### EXERCISE INSTRUCTIONS
Could you copy each of the following items word for word, without changing anything?
[BEGIN EXERCISE INPUTS]
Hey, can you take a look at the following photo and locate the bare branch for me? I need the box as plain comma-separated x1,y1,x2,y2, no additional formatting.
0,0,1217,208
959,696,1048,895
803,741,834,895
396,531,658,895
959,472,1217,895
[END EXERCISE INPUTS]
### FULL RESPONSE
Hey, can you take a look at the following photo and locate the bare branch for me? I need the box as plain comma-separated x1,y1,x2,y2, no additional formatting.
0,0,1217,208
959,696,1048,895
803,741,834,895
396,531,658,895
959,472,1217,895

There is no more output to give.